Provided material:
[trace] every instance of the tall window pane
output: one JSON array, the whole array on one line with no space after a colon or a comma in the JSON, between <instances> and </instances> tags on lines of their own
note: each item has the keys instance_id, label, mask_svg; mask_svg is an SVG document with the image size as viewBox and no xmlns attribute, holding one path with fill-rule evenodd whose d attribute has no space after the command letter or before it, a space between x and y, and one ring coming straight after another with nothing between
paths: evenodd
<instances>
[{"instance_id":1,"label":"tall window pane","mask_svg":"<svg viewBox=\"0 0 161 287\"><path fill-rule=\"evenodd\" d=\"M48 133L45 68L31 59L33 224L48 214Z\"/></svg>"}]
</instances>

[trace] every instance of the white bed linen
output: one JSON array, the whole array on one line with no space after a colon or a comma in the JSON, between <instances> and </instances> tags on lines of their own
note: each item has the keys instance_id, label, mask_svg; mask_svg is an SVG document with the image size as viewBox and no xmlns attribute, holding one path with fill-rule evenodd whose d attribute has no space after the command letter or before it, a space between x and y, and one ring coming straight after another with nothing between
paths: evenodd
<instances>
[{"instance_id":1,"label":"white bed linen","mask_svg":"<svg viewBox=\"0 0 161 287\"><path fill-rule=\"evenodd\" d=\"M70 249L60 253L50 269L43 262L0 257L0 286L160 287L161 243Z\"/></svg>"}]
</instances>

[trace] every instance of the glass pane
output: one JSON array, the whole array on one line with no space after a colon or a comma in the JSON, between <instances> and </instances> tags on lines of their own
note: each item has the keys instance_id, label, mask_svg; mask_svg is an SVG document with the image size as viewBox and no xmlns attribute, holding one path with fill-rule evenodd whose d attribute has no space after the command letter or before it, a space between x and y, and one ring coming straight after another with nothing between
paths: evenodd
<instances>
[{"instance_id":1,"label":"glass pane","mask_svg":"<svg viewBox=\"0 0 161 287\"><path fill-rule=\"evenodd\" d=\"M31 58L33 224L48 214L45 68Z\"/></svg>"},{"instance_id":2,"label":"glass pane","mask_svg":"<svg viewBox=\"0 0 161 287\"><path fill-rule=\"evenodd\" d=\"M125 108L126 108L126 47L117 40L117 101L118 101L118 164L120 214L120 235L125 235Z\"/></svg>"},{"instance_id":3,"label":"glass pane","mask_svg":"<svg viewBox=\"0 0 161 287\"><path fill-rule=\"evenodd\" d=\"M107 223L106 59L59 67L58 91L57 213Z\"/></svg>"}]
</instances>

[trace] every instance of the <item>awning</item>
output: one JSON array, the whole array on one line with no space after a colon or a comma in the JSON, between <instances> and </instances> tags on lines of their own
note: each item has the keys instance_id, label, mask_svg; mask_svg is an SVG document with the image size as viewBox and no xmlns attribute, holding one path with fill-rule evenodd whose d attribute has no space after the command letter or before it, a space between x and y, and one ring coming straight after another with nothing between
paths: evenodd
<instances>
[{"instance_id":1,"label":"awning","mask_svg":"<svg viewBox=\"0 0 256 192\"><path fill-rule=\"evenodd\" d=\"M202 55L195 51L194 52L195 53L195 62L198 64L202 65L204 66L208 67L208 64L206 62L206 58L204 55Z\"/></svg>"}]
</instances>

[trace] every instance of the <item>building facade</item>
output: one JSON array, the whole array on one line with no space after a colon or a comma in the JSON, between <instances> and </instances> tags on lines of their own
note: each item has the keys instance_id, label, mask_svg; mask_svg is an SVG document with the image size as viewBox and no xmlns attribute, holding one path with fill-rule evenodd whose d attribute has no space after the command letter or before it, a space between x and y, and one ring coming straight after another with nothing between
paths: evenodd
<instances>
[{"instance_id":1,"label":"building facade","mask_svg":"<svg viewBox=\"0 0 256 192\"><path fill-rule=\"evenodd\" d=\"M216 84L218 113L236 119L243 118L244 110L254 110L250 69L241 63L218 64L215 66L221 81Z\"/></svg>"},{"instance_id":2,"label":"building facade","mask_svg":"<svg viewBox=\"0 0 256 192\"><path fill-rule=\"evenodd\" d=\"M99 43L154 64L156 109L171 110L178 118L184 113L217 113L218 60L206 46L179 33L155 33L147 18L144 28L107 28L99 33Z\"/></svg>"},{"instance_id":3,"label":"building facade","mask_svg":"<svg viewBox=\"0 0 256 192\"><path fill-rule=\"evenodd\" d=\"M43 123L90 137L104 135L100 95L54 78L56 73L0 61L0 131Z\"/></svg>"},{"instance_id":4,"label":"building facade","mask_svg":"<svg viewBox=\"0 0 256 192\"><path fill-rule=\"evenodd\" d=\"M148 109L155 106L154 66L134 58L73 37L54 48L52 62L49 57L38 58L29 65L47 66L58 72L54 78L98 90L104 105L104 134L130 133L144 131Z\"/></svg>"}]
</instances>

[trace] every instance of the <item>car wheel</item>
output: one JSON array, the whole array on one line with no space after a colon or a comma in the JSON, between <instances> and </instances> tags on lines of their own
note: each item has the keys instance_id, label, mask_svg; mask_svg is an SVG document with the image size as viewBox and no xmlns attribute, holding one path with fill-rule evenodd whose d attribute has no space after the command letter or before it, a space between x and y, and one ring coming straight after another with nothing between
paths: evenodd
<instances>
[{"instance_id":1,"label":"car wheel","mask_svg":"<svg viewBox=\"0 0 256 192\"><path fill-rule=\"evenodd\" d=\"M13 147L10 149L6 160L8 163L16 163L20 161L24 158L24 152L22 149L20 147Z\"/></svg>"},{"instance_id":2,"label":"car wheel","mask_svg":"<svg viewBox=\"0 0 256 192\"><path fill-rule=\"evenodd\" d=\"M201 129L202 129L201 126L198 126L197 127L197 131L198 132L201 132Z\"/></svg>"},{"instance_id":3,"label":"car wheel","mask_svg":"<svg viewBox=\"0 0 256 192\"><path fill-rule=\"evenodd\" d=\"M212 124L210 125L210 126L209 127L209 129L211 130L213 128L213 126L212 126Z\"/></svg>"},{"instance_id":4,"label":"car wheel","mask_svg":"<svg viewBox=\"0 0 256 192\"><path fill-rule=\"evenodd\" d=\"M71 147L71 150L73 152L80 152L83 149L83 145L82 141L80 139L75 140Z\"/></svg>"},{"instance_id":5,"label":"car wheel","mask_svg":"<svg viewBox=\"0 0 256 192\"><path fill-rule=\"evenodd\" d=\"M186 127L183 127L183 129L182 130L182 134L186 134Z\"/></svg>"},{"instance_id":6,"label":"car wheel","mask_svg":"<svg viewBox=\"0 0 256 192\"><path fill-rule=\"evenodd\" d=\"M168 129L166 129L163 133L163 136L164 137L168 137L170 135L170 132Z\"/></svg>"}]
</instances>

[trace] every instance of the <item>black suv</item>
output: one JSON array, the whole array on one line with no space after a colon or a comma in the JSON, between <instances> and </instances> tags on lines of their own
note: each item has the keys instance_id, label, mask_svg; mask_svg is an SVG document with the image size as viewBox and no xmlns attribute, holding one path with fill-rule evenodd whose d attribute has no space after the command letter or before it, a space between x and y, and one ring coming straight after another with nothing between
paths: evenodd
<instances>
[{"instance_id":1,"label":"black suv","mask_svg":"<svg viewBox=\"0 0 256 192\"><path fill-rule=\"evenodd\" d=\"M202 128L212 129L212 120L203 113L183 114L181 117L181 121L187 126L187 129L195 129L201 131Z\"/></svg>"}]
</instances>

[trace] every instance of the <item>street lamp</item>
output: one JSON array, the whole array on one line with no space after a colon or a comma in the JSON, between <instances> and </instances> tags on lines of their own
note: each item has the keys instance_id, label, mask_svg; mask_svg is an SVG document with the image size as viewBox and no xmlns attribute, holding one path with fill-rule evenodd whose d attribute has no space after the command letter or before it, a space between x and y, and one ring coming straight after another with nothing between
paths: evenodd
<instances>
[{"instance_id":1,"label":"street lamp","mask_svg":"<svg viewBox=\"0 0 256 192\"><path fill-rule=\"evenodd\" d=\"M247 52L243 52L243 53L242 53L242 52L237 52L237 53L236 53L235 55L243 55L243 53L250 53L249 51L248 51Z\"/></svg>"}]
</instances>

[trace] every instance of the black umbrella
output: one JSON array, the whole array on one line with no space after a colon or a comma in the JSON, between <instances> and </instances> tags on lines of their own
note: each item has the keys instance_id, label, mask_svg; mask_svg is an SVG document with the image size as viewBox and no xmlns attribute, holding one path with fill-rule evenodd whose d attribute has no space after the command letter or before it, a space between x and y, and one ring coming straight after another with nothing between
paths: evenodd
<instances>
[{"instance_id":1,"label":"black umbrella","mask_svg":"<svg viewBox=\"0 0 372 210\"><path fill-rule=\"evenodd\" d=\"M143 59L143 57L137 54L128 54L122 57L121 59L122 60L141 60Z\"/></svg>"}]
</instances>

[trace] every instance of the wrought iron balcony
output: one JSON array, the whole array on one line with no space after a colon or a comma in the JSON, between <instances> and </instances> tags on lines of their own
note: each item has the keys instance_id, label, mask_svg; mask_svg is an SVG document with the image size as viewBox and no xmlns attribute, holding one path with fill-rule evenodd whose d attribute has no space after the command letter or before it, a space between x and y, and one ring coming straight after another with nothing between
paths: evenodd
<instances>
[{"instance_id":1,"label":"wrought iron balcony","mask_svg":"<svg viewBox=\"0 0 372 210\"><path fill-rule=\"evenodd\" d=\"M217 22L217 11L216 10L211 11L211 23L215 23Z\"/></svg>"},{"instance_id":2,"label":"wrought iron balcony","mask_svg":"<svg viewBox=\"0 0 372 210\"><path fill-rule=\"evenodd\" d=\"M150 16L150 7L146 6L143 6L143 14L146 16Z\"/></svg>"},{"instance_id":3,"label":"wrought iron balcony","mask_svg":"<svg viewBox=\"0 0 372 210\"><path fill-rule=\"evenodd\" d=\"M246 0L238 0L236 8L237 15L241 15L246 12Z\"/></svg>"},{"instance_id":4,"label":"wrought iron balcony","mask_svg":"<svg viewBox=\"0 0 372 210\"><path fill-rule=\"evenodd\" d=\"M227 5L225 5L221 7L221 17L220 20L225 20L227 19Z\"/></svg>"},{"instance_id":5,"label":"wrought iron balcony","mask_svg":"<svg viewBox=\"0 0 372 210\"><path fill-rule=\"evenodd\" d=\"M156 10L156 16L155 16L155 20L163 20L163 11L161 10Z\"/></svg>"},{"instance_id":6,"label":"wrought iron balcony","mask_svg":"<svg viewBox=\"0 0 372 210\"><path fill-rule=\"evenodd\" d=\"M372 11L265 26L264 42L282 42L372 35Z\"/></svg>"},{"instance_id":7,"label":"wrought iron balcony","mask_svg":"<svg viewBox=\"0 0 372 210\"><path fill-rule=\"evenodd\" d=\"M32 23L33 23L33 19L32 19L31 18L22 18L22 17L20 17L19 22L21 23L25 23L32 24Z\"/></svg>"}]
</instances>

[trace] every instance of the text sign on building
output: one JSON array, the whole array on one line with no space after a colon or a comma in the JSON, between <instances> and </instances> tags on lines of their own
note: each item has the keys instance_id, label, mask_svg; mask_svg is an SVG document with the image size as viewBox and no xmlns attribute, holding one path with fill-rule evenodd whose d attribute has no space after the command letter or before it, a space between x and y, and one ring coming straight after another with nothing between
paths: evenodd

The exercise:
Extract, unchanged, the closing run of lines that opens with the line containing "[trace] every instance of the text" and ends with the last line.

Expected answer:
[trace] every instance of the text sign on building
output: one JSON array, the whole array on one line with no space after a colon or a comma in the JSON, between <instances> and </instances> tags on lines of their own
note: each item has the keys instance_id, label, mask_svg; mask_svg is an SVG document with the image size as viewBox and no xmlns attribute, holding one path with fill-rule evenodd whose d attribute has no space after the command letter or before it, a space between x and y, and one ring coming straight after another with nothing between
paths: evenodd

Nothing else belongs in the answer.